# ViT-Base Experiment for Video Action Recognition

**Objective**: Compare ViT-Base vs ViT-Small for frame-level video classification.

**Model**: `vit_base_patch16_224` (ImageNet-21k pretrained)

**Expected**: Higher accuracy than ViT-Small (63.92%) due to larger capacity.

In [None]:
import torch
import torch.nn as nn
import torch.nn.functional as F
from torch.utils.data import DataLoader, Dataset
from torchvision import transforms
from torchvision.transforms import InterpolationMode
import torchvision.transforms.functional as TF
from pathlib import Path
from PIL import Image
from tqdm.auto import tqdm
import timm
import random
import numpy as np
import pandas as pd
from sklearn.metrics import accuracy_score, classification_report

DEVICE = torch.device('cuda' if torch.cuda.is_available() else 'cpu')
print(f'Using device: {DEVICE}')

## 1. Configuration

In [None]:
# Data paths
PATH_DATA_TRAIN = r'/kaggle/input/action-video/data/data_train'
PATH_DATA_TEST = r'/kaggle/input/action-video/data/test'

# Model parameters 
NUM_FRAMES = 16
IMG_SIZE = 224
RESIZE_SIZE = 256

# Training parameters
BATCH_SIZE = 8  # Smaller due to larger model
EPOCHS = 10
BASE_LR = 5e-5
HEAD_LR = 5e-4
WEIGHT_DECAY = 0.05
GRAD_ACCUM_STEPS = 4

# Model choice - ViT-Base
PRETRAINED_NAME = 'vit_base_patch16_224'
    
print(f"Train data: {PATH_DATA_TRAIN}")

### SET PROBLEM
Answer these questions from the ViT-Base experiment notebook:
(a) What accuracy does it give for ViT-Small?
(b) What batch size is set for training?
(c) How many training epochs are configured?
The records aren't needed here.

### PROVIDED INFORMATION
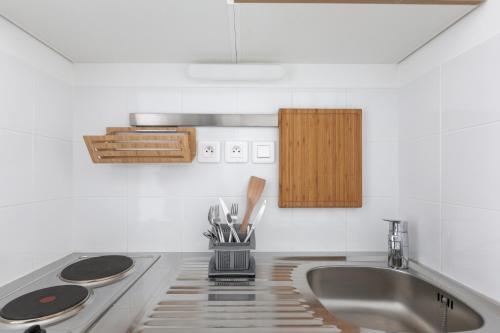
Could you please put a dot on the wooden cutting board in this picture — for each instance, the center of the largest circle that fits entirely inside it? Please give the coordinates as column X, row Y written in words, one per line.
column 320, row 158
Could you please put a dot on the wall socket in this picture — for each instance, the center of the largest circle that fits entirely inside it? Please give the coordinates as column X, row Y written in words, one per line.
column 209, row 151
column 236, row 152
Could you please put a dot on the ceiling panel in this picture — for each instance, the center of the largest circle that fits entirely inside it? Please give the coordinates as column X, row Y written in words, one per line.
column 338, row 33
column 203, row 31
column 128, row 30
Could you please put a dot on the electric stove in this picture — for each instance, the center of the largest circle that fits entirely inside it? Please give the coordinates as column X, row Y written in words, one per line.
column 71, row 294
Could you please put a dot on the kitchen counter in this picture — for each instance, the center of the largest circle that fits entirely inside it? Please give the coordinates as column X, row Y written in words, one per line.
column 177, row 296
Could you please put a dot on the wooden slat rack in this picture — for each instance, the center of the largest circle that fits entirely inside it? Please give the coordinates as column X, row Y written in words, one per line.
column 143, row 145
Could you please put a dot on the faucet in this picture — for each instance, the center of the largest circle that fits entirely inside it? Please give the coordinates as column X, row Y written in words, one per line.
column 398, row 255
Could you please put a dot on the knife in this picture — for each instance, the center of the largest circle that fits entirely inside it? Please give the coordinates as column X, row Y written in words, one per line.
column 256, row 220
column 229, row 220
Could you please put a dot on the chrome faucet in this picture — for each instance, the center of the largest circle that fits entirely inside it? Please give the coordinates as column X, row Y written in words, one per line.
column 398, row 255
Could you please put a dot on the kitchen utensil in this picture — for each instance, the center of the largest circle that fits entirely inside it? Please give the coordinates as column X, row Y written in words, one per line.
column 256, row 220
column 255, row 188
column 217, row 221
column 234, row 212
column 209, row 235
column 213, row 214
column 234, row 217
column 229, row 221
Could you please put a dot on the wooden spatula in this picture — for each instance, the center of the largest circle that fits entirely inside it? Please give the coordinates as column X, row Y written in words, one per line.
column 255, row 188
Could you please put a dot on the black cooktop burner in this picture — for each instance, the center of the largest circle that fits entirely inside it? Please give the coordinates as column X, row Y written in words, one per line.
column 45, row 304
column 97, row 269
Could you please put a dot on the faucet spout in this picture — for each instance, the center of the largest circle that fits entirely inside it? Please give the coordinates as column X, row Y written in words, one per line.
column 398, row 245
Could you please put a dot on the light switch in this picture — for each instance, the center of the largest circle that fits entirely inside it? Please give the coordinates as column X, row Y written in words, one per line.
column 263, row 152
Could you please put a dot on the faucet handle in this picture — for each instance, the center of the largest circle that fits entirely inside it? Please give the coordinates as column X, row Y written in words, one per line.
column 397, row 225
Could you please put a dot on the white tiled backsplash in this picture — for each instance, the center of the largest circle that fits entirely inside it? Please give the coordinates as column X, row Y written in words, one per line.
column 164, row 207
column 449, row 166
column 36, row 160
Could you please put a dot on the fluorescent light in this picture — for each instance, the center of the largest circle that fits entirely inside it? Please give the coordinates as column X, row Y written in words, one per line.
column 236, row 72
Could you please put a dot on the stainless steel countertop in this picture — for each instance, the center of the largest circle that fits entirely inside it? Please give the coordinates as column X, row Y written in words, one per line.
column 176, row 296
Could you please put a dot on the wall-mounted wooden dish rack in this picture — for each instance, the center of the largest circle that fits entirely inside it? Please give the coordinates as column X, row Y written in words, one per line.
column 143, row 145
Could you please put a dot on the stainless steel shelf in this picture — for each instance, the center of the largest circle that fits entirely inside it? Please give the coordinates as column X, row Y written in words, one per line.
column 203, row 120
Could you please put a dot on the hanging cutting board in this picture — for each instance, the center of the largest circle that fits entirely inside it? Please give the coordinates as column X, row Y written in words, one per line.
column 320, row 158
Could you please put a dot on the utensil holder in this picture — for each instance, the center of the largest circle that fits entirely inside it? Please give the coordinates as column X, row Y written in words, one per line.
column 232, row 259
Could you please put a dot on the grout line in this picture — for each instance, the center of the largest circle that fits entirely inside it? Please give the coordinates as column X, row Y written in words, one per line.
column 441, row 227
column 34, row 202
column 37, row 39
column 461, row 129
column 235, row 31
column 441, row 32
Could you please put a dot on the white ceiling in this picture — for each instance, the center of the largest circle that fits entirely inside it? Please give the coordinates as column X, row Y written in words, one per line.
column 215, row 32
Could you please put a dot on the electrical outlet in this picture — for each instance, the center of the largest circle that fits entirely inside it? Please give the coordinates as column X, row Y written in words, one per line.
column 236, row 152
column 209, row 151
column 263, row 152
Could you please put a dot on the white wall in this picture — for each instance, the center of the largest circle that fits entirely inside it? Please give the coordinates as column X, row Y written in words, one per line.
column 36, row 154
column 164, row 207
column 449, row 157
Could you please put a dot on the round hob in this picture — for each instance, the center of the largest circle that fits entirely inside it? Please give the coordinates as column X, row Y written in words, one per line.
column 45, row 304
column 102, row 269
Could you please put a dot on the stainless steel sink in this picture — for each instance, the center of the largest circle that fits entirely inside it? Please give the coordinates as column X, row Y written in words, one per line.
column 389, row 300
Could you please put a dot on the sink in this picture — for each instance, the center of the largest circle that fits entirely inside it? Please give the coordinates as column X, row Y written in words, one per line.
column 390, row 301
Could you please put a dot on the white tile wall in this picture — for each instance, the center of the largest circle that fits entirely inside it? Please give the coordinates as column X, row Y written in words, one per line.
column 37, row 172
column 167, row 204
column 448, row 165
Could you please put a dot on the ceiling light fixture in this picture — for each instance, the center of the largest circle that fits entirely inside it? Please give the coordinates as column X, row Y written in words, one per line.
column 236, row 72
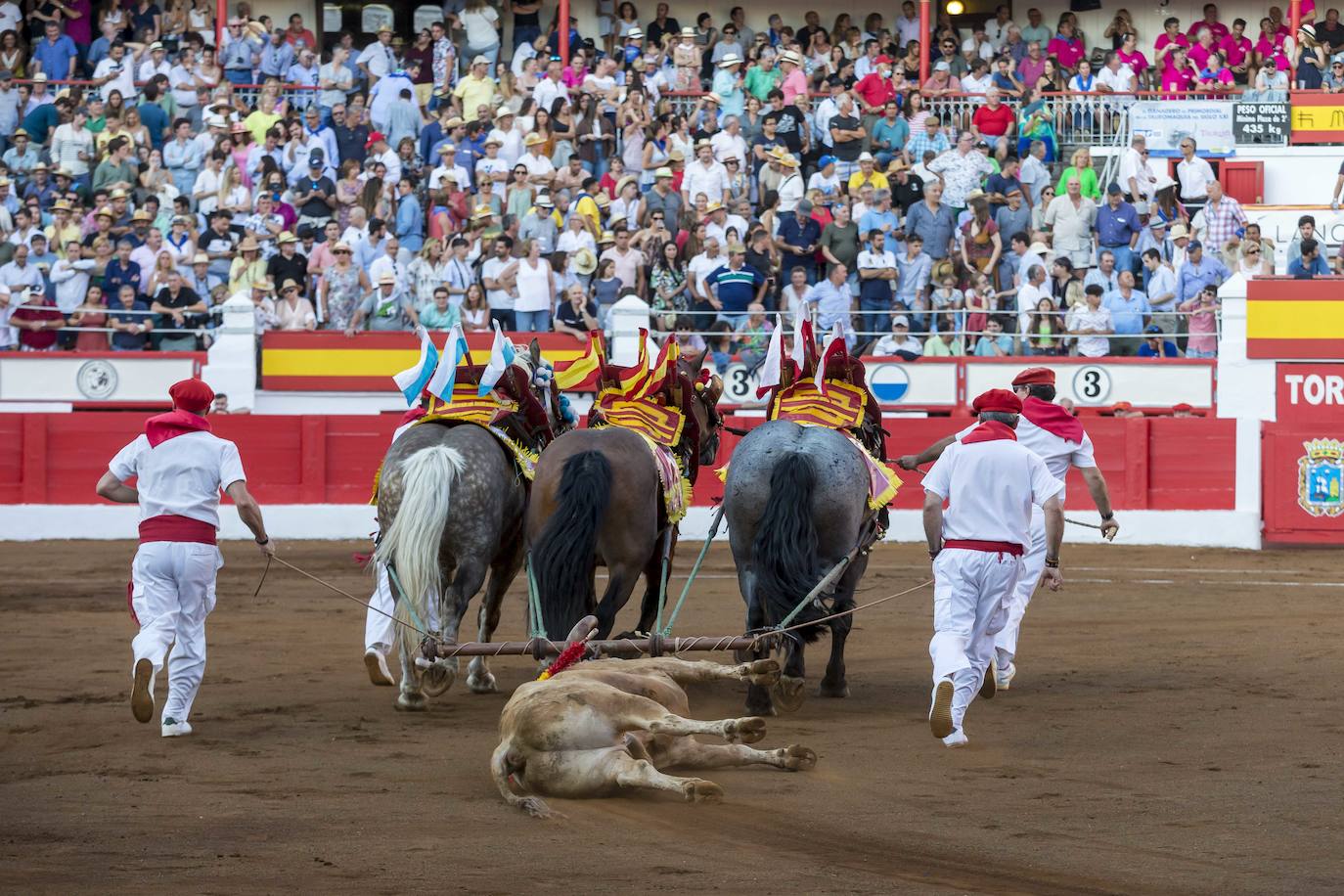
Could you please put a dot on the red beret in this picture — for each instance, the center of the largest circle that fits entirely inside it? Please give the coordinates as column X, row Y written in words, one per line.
column 1035, row 377
column 1000, row 400
column 191, row 395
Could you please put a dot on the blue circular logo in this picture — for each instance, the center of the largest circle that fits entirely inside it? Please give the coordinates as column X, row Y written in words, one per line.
column 888, row 383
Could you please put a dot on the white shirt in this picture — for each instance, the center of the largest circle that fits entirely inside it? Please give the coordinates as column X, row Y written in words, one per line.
column 1193, row 177
column 711, row 180
column 182, row 475
column 989, row 488
column 1059, row 454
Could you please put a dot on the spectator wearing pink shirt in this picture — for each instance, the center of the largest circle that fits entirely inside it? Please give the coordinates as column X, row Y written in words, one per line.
column 1238, row 51
column 1066, row 47
column 1168, row 42
column 1210, row 22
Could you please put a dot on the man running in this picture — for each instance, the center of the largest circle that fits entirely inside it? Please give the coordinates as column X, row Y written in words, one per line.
column 989, row 484
column 1058, row 438
column 180, row 469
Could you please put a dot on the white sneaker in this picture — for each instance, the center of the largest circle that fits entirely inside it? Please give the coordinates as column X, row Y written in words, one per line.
column 940, row 716
column 377, row 664
column 143, row 692
column 173, row 729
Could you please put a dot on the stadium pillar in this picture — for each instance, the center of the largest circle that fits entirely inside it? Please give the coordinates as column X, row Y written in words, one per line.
column 923, row 39
column 562, row 22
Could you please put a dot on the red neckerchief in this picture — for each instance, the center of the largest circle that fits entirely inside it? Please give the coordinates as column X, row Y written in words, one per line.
column 1053, row 420
column 989, row 431
column 173, row 424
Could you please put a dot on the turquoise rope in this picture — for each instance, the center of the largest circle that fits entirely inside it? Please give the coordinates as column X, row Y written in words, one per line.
column 695, row 571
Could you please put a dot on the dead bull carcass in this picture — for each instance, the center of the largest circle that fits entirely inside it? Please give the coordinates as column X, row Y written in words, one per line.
column 613, row 724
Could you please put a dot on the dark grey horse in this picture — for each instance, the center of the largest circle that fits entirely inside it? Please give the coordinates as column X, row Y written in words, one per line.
column 796, row 501
column 450, row 507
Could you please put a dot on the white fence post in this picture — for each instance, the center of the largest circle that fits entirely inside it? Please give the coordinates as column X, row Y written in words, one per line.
column 233, row 356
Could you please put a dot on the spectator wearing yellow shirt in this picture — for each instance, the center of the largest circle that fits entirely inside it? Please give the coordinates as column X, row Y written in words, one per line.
column 867, row 173
column 476, row 89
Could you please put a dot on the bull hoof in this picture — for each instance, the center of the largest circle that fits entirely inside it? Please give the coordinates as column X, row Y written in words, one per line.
column 797, row 758
column 696, row 790
column 789, row 694
column 746, row 731
column 482, row 683
column 830, row 690
column 762, row 672
column 438, row 679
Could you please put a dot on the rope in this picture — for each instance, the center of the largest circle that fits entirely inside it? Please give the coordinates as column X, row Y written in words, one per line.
column 836, row 615
column 695, row 571
column 347, row 594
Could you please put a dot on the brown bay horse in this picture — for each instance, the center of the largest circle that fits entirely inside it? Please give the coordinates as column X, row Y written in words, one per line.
column 597, row 499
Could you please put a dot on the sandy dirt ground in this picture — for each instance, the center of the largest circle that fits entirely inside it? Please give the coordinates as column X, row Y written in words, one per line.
column 1174, row 730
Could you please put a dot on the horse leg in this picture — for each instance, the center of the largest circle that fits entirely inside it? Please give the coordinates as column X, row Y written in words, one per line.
column 618, row 587
column 833, row 683
column 478, row 677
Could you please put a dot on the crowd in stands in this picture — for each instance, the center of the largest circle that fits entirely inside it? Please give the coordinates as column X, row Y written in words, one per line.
column 719, row 171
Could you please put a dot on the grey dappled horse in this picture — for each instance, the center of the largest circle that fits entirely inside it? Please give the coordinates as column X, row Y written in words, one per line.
column 796, row 501
column 450, row 507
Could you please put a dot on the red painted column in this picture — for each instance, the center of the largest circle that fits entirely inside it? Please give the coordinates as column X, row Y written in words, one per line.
column 923, row 39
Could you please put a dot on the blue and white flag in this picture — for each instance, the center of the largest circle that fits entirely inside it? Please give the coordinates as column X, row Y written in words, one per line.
column 413, row 381
column 502, row 356
column 445, row 375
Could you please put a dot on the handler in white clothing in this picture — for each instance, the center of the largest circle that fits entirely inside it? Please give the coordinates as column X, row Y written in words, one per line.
column 989, row 484
column 1058, row 438
column 180, row 469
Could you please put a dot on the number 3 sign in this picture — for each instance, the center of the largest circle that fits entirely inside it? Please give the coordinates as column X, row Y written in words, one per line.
column 1092, row 384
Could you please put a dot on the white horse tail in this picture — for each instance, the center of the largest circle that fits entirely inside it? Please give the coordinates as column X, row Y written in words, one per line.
column 412, row 543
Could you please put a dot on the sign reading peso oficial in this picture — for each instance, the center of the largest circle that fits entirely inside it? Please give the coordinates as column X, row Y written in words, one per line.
column 1260, row 124
column 1167, row 122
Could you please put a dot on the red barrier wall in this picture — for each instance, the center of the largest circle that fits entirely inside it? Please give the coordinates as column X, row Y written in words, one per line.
column 1159, row 464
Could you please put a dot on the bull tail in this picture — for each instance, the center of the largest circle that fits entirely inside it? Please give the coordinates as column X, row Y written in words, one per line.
column 503, row 767
column 562, row 557
column 784, row 554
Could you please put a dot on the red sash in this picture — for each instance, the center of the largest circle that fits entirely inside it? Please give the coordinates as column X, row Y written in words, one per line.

### FULL RESPONSE
(a) 63.92%
(b) 8
(c) 10